"""

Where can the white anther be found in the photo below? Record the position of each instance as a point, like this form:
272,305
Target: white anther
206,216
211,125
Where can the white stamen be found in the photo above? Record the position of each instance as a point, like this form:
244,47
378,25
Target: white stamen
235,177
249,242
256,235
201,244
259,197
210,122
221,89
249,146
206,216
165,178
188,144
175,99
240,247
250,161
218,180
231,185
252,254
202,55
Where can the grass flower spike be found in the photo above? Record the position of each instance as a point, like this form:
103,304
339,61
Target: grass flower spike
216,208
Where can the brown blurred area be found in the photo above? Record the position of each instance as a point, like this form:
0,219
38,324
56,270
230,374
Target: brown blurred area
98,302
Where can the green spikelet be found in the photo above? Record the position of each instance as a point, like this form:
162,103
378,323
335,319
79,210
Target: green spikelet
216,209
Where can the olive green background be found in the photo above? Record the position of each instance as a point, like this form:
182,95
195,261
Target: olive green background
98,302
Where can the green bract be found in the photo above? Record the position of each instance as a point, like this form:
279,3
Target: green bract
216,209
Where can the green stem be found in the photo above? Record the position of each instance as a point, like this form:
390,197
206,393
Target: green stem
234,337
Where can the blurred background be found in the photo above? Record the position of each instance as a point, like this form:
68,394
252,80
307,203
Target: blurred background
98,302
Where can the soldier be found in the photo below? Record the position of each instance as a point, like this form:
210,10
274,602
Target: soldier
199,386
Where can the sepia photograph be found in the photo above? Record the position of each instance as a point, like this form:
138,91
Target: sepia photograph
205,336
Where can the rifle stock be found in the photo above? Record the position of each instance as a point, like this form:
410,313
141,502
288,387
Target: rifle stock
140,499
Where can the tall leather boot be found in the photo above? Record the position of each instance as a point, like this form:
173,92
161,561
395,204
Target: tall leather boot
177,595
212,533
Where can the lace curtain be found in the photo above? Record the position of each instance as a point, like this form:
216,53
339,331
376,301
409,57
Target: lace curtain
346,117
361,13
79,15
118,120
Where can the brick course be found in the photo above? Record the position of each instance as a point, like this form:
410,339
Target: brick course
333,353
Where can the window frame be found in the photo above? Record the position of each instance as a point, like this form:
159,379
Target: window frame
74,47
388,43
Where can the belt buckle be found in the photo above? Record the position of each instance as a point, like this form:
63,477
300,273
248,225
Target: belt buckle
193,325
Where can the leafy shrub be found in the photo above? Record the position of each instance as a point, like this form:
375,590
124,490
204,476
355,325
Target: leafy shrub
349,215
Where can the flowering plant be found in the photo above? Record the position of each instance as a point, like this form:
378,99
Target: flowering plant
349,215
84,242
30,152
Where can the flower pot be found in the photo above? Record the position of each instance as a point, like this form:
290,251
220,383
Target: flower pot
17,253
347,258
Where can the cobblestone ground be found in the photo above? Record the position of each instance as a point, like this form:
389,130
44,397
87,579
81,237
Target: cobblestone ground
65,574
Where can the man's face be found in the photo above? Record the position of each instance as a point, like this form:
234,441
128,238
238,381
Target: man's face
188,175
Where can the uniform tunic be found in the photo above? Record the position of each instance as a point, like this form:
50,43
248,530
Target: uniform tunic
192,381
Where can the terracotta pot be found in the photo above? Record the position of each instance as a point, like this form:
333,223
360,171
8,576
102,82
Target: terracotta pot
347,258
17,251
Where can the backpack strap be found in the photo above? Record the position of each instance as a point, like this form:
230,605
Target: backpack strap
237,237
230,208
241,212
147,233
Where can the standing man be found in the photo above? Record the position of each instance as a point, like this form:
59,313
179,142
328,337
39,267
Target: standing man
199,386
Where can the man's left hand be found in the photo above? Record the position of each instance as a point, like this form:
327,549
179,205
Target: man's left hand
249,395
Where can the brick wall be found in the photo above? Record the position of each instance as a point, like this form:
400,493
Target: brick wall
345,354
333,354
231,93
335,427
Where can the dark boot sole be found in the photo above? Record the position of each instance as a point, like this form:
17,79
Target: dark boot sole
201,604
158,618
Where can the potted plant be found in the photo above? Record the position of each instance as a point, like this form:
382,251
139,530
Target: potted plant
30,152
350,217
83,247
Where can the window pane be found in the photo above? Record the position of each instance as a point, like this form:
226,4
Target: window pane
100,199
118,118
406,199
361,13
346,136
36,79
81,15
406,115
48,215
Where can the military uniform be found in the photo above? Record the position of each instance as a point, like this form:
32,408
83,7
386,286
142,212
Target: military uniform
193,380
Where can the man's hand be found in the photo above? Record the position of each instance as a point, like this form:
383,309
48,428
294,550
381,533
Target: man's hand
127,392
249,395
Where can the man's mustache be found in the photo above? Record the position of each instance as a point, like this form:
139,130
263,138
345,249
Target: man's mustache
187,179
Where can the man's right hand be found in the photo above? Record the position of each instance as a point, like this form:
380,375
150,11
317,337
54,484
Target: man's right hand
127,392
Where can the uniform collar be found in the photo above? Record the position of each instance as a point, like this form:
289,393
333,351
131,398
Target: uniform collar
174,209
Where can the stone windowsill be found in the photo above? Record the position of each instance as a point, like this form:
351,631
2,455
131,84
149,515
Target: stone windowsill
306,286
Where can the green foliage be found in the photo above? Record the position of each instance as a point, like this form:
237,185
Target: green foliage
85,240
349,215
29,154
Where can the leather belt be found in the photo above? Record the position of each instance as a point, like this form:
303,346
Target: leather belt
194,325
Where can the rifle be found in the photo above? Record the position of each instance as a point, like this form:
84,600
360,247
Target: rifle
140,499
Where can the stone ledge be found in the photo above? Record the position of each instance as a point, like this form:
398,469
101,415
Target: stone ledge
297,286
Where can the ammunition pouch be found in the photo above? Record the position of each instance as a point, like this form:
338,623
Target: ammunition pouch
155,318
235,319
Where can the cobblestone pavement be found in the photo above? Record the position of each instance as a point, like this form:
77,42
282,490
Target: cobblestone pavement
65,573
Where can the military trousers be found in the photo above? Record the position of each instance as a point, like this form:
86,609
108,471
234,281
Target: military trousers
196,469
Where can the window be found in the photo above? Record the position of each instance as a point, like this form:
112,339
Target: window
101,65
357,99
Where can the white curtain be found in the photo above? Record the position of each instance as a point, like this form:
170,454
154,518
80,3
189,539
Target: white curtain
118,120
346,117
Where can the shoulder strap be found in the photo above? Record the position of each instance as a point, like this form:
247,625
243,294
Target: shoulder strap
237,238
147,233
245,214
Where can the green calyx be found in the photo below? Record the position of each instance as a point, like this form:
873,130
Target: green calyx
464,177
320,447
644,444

"""
"""

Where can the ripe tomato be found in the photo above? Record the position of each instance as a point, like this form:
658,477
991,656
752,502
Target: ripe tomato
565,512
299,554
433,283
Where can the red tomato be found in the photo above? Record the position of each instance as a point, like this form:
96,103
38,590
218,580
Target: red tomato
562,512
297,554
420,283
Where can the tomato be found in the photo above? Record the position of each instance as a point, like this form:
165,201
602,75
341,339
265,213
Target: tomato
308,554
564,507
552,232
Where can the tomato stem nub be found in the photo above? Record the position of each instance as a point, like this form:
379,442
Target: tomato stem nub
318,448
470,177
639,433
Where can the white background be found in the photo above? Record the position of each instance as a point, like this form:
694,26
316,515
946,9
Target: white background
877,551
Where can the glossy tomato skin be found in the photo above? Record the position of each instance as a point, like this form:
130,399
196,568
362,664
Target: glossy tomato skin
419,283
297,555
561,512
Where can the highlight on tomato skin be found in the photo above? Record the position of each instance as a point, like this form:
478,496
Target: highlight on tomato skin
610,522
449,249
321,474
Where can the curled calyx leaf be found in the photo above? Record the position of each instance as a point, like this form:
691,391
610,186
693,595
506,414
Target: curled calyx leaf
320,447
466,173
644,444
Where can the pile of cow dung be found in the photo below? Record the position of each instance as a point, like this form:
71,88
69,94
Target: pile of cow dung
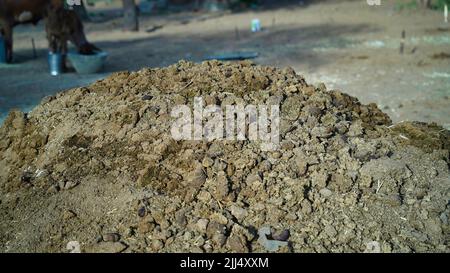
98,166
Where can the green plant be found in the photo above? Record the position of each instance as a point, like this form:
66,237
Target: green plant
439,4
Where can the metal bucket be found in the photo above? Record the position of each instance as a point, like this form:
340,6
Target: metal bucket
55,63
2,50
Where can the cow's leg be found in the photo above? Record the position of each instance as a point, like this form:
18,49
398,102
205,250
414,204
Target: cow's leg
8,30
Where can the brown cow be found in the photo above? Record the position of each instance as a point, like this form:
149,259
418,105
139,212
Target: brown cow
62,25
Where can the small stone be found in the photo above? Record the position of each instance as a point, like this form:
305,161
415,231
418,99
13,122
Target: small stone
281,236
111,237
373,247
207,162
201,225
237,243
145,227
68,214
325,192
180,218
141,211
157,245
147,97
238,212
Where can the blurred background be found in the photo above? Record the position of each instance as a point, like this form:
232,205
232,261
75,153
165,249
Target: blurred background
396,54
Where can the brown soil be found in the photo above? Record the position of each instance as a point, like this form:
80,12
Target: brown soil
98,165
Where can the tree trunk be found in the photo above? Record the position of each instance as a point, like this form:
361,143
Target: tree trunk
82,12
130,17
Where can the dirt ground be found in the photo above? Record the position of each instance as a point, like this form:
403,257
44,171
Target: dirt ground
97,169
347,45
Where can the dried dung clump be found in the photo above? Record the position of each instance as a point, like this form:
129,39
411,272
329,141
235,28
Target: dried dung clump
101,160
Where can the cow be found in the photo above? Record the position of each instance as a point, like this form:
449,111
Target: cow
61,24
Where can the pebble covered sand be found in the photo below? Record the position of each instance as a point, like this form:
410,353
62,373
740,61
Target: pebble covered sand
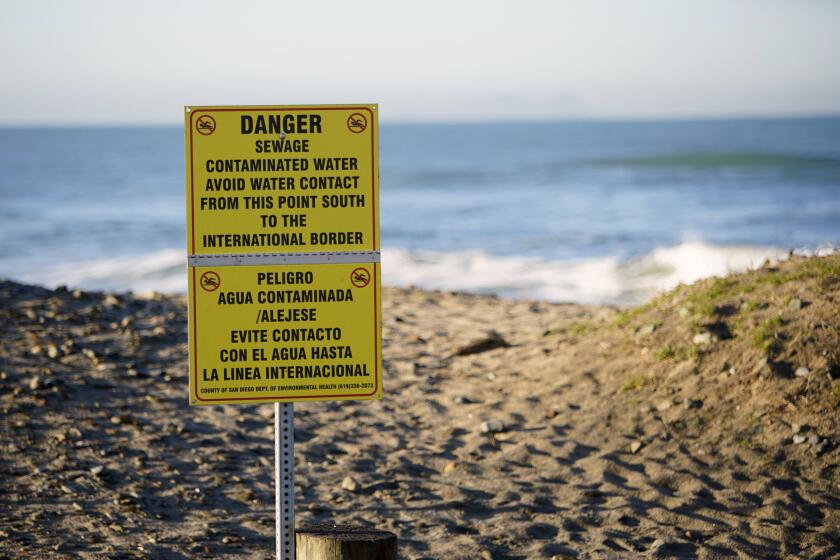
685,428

"""
"""

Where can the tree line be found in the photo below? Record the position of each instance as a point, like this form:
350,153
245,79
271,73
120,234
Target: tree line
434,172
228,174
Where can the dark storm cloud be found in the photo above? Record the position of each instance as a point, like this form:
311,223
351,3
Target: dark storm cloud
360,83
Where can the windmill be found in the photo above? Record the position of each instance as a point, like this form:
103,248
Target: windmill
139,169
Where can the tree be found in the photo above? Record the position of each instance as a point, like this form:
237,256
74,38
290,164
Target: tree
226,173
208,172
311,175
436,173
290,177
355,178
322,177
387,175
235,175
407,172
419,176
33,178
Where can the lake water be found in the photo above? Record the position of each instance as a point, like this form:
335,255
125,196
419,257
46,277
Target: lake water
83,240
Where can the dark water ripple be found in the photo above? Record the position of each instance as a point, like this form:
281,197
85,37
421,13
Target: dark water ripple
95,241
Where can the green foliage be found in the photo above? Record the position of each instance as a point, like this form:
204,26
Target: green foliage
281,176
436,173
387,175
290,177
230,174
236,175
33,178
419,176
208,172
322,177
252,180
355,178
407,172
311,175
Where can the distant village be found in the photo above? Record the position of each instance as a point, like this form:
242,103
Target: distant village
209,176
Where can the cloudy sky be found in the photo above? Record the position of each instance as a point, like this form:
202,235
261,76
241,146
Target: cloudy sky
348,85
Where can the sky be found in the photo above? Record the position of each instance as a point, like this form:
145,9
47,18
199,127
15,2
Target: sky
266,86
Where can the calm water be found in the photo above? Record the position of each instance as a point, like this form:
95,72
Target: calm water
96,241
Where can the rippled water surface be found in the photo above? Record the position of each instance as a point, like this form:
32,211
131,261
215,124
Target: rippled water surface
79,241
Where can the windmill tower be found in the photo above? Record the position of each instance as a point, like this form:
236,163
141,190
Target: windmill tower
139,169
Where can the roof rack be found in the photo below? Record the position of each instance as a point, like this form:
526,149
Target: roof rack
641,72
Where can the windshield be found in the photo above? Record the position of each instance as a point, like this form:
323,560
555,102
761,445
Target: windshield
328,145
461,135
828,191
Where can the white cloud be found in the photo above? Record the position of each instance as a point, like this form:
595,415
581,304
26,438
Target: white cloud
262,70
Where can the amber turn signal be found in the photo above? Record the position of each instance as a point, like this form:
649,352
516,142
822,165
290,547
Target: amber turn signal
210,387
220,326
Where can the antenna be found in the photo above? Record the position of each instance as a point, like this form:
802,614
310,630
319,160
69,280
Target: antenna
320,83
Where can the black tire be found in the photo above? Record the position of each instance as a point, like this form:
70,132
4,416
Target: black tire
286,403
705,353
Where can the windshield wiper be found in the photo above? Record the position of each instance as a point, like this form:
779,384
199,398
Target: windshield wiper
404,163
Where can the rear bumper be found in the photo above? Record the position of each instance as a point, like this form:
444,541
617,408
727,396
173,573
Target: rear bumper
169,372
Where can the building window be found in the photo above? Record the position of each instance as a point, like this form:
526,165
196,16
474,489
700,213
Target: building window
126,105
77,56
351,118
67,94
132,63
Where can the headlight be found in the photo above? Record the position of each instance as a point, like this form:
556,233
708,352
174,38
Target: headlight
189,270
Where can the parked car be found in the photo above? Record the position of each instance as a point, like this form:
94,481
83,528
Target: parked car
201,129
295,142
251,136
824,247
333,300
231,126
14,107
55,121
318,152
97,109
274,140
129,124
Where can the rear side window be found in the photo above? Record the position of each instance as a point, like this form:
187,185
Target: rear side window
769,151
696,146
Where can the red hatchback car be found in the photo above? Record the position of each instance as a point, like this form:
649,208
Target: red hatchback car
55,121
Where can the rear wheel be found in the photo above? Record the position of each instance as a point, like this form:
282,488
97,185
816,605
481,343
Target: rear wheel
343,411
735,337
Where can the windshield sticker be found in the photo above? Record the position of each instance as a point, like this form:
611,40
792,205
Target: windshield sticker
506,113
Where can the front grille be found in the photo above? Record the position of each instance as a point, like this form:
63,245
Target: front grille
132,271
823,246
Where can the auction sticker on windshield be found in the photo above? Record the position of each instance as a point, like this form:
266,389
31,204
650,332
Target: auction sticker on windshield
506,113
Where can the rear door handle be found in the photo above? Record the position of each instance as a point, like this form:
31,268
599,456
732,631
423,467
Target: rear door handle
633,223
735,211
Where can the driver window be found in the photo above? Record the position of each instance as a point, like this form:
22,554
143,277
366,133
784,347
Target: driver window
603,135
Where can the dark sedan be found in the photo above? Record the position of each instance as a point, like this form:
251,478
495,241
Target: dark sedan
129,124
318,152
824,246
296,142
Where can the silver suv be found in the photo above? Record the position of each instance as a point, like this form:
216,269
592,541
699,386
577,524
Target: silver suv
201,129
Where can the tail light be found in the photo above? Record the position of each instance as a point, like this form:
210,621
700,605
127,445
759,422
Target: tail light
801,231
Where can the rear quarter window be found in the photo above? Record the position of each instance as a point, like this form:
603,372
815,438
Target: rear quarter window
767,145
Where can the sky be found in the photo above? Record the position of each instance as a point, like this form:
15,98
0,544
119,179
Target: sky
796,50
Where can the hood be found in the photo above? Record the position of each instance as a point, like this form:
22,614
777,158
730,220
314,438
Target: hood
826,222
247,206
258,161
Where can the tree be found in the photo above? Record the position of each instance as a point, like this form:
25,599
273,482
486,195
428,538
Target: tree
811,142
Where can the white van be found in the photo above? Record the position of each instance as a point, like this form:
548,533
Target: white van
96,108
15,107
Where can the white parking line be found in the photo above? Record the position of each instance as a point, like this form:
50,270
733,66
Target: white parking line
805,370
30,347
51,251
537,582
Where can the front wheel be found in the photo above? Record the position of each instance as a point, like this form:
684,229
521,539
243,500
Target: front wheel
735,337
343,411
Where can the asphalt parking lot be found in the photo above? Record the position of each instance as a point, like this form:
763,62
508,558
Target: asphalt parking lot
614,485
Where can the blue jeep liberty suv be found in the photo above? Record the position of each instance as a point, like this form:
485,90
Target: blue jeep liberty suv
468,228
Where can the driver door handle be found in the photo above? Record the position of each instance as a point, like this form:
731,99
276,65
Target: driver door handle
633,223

"""

YOUR OBJECTIVE:
Report each line from the entries above that contains the string "clump", copying every such line in full. Match case exactly.

SOLUTION:
Where can the dried dung clump be found in the photo above? Record the position of each instance as a point, like this form:
Target: dried dung clump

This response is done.